Source text:
=== Section Start ===
The Quality Of Death Index
Interestingly, India may not need to look far for inspiration. While the country as a whole was given a thumbs-down in the Quality of Death survey, it was Kerala that stood out as a ‘beacon of hope’. With only three per cent of the country’s population, Kerala is not only the lone state to have a formal palliative care policy in place, but also provides two-thirds of the care services available in India. The survey found that while India scored dismally in the overall ranking, Kerala as a state alone could rank well on the list, if measured on the same indicators as other countries.
In what could be an ideal and exemplary model in palliative care, the state government also provides funding for community-based care programmes. Moreover, it is also one of the first of India’s states to relax narcotics regulations to permit use of morphine by palliative care providers.
In spite of limitations, the demand to enshrine palliative care as one of the human rights is getting ever stronger.
While policymakers may question the idea of replicating the Kerala model across the country on account of funding alone, experts point to factors that go much beyond mere wherewithal.
In the report, for instance, Dr Rajagopal argues that money is not the only answer to relieving suffering and improving the quality of life for those in the last stages of their lives. Community involvement and training of the caring staff and doctors, especially with respect to providing pain-killers, is also equally important.
=== Section End ===
What you are asked to do:
Decide whether each statement below agrees with the passage on Kerala's palliative care, answering yes or no and quoting the words from the passage that settle it.
1. Kerala has about three percent of India's population.
2. Kerala provides half of the palliative care services available in India.
3. Dr Rajagopal argues that money is enough on its own to relieve suffering at the end of life.

Collected data:
=== Section Start ===
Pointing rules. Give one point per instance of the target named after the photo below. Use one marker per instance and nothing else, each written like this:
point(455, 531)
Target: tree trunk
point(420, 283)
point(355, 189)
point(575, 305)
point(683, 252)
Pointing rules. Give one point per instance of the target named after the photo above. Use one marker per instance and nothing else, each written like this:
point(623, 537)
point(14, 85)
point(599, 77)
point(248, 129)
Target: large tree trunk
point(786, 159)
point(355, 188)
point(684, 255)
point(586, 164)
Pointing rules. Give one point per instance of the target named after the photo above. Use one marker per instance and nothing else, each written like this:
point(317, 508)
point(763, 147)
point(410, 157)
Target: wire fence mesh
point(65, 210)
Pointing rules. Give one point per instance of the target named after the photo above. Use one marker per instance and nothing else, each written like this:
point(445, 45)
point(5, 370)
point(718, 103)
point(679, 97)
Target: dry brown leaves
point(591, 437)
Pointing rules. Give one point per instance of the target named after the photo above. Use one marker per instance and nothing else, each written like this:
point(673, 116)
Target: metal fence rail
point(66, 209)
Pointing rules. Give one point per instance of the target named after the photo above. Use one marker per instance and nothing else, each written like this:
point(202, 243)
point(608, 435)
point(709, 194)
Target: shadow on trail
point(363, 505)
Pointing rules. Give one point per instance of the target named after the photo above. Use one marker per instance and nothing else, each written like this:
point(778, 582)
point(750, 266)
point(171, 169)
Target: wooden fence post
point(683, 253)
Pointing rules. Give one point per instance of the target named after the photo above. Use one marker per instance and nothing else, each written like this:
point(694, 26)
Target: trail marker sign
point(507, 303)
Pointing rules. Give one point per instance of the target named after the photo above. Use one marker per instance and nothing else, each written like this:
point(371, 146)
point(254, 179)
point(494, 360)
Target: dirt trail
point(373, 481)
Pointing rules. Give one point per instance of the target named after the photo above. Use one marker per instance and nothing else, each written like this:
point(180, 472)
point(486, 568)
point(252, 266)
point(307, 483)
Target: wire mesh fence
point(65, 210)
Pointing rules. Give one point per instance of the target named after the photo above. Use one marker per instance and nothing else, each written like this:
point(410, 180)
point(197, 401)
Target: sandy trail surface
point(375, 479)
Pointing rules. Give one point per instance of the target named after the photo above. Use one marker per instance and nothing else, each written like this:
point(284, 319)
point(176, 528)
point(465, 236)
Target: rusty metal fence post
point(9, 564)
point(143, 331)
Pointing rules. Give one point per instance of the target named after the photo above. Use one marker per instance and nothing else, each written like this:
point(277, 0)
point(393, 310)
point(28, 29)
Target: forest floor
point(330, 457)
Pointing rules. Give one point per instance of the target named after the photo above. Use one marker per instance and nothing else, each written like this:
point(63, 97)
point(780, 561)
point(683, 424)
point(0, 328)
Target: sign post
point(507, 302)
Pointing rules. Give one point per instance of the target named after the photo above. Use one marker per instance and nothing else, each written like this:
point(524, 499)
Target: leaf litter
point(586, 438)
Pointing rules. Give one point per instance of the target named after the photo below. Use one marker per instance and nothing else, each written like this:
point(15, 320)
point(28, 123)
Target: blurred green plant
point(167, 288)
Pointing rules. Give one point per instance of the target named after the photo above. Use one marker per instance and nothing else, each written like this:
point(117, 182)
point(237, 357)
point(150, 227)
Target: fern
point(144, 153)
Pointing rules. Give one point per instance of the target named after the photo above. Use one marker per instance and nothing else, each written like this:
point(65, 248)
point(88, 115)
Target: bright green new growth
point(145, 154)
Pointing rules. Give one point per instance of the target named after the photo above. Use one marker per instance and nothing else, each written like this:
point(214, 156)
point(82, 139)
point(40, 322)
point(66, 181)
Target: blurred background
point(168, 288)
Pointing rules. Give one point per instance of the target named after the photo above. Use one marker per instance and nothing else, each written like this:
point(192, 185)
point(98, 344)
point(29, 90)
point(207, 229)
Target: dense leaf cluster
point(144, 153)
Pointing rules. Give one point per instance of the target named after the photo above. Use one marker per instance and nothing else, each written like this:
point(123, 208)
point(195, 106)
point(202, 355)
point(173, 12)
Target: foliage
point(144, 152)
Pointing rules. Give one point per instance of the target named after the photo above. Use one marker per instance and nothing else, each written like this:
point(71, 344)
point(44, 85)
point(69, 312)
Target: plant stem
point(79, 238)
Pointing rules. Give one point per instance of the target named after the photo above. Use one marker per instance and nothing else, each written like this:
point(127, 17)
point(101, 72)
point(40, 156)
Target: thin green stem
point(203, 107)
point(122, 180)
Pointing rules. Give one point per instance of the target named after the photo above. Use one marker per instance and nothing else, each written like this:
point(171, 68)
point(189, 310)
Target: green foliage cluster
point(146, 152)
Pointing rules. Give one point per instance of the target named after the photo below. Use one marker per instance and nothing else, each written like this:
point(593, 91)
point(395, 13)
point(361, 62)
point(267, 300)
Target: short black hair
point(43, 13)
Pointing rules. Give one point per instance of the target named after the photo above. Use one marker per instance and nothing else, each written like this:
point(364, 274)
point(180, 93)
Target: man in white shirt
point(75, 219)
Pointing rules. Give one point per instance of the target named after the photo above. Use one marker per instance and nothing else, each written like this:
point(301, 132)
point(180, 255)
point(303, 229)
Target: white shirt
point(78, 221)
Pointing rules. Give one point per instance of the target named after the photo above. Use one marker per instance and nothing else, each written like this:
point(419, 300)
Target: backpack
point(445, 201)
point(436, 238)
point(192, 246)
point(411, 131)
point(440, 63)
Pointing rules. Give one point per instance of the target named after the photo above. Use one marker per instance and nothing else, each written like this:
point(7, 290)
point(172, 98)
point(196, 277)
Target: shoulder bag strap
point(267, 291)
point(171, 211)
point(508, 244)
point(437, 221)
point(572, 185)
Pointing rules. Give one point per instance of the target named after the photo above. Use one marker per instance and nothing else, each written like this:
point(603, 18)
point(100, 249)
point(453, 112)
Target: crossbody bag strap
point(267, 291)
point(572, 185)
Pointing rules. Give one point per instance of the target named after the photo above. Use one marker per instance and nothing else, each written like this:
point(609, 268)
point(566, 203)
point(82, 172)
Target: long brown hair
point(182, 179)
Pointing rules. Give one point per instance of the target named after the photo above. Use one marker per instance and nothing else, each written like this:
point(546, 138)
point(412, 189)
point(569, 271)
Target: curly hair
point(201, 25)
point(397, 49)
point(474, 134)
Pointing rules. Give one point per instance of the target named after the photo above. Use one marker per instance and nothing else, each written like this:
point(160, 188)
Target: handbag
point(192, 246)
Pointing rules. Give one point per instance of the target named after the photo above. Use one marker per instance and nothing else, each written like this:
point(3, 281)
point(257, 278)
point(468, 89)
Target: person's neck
=== Section End ===
Finished task:
1. Yes: "With only three per cent of the country’s population"
2. No: "provides two-thirds of the care services available in India"
3. No: "money is not the only answer to relieving suffering"